(Dataset records)
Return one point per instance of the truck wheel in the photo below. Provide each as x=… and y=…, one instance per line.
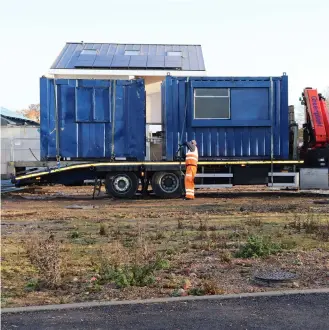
x=121, y=185
x=166, y=184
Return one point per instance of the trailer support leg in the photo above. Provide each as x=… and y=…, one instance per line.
x=97, y=187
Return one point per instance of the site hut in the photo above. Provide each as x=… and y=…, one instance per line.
x=20, y=140
x=151, y=62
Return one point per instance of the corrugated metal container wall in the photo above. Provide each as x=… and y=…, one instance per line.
x=229, y=117
x=95, y=119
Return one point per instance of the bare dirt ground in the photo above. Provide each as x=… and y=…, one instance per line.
x=60, y=246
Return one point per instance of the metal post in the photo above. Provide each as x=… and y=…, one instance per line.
x=271, y=115
x=56, y=119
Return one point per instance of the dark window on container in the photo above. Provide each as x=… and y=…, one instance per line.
x=212, y=103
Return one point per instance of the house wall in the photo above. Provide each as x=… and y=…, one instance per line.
x=153, y=99
x=15, y=145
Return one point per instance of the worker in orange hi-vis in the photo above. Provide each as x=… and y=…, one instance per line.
x=191, y=163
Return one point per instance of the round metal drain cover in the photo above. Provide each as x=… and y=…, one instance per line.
x=275, y=276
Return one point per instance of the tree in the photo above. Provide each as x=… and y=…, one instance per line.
x=32, y=112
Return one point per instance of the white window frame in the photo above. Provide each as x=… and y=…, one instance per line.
x=132, y=52
x=88, y=52
x=175, y=53
x=207, y=96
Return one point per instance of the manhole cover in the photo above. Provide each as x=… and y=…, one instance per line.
x=275, y=276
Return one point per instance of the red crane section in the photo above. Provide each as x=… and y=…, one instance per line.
x=325, y=114
x=317, y=119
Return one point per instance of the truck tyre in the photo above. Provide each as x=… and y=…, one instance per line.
x=75, y=184
x=121, y=185
x=166, y=184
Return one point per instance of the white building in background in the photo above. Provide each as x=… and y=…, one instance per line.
x=20, y=140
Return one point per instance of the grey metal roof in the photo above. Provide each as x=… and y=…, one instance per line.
x=130, y=57
x=12, y=115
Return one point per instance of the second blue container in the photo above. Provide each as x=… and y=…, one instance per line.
x=229, y=117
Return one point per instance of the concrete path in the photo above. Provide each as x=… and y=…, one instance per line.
x=303, y=310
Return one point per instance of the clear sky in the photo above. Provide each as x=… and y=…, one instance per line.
x=239, y=38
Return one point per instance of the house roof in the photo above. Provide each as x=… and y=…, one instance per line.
x=12, y=117
x=130, y=57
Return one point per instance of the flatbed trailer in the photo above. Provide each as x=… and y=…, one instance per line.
x=123, y=178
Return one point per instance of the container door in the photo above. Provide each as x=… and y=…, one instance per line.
x=92, y=119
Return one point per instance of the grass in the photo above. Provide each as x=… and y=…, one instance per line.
x=137, y=247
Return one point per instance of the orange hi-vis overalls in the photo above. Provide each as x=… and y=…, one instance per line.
x=191, y=162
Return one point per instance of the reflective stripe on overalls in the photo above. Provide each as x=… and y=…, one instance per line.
x=191, y=162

• _What to do_
Each entry must be set down word for word; no image may be carried over.

• _Problem solution_
Return one point per instance of the truck wheel in the photo below. Provide each as x=… and y=…, one instance per line.
x=121, y=185
x=166, y=184
Return one point per instance of the trailer support leg in the photo above. Provide each as x=… and y=…, one instance per line.
x=97, y=187
Return one point per instance of the site hut in the photo above. Provide each as x=… and y=…, one instance per line.
x=20, y=140
x=151, y=62
Return one point per instance of the corrugated metal container wall in the photo above. Provide each as x=… and y=…, one instance per line.
x=229, y=117
x=95, y=119
Return one point per instance of the bare dirt ground in the photo above. Provide each as x=… and y=…, one instance per line.
x=60, y=246
Return one point per instance of the metal post in the photo above. Provide each as x=… and y=…, one instance per line.
x=271, y=115
x=56, y=119
Return one point per instance of the dark window on container in the photo above. Provide each as x=… and y=…, one instance per line.
x=212, y=103
Return one point per instance of the house wall in the photo above. Provide each as x=… and y=…, one instance per line.
x=153, y=99
x=15, y=145
Return one point per instance of the worker in orange hi-vis in the photo above. Provide each as x=… and y=…, one instance per line.
x=191, y=163
Return one point per instance of the round metal drain cover in the photo above. Provide each as x=… and y=…, one instance per line.
x=275, y=276
Return one point per instance of the tree in the photo above. Provide each as x=… and y=…, one instance per line.
x=32, y=112
Return one point per instance of the white window frame in the photo above. Provide each as x=… and y=…, one instance per line.
x=132, y=52
x=88, y=52
x=175, y=53
x=207, y=96
Return one point per instance of the manhole cover in the photo above. Provide each as x=… and y=…, one instance per line.
x=275, y=276
Return one point per instance of the red crane section in the photo above. Provide each as x=… and y=…, one instance per line.
x=325, y=114
x=317, y=119
Return one point per instance of the truck tyre in the photo above. Provide each as x=… and y=…, one instance per line.
x=75, y=184
x=121, y=185
x=166, y=184
Return one point per instance of the white building in background in the photo above. Provide each as x=… and y=…, one instance per line.
x=20, y=140
Return one point per instance of the grey metal roof in the photo above. Provide each as x=… and y=…, one instance per line.
x=130, y=57
x=12, y=115
Return one point per instance of the second blue container in the photo above. Provide each as x=… and y=…, one instance per line.
x=229, y=117
Return one point per instance of the concrete path in the photo above. Provide each as x=… and y=…, one instance per line.
x=303, y=310
Return one point per instance of the clear sky in the photo above. Provide each as x=… and y=…, one instance per line.
x=239, y=38
Return one point per instance of the house roof in the photo above. Provide each as x=… and y=…, one instance per line.
x=12, y=117
x=130, y=57
Return one point per instance of the flatbed trailer in the photo above. Provide each as x=… and y=…, one instance per line.
x=123, y=178
Return one point per instance of the container door in the photo above. Provide each as x=… and y=…, one instance per line.
x=92, y=119
Return one point per instance of the grass in the photo above. Provide each as x=… and y=…, one instance per line.
x=137, y=247
Return one point per instance of the orange hi-vis overalls in the photo above. Provide each as x=… and y=…, one instance per line.
x=191, y=162
Return one point per instance of the reflective stripe on overalls in the photo above. Provide each as x=… and y=…, one instance per line.
x=191, y=162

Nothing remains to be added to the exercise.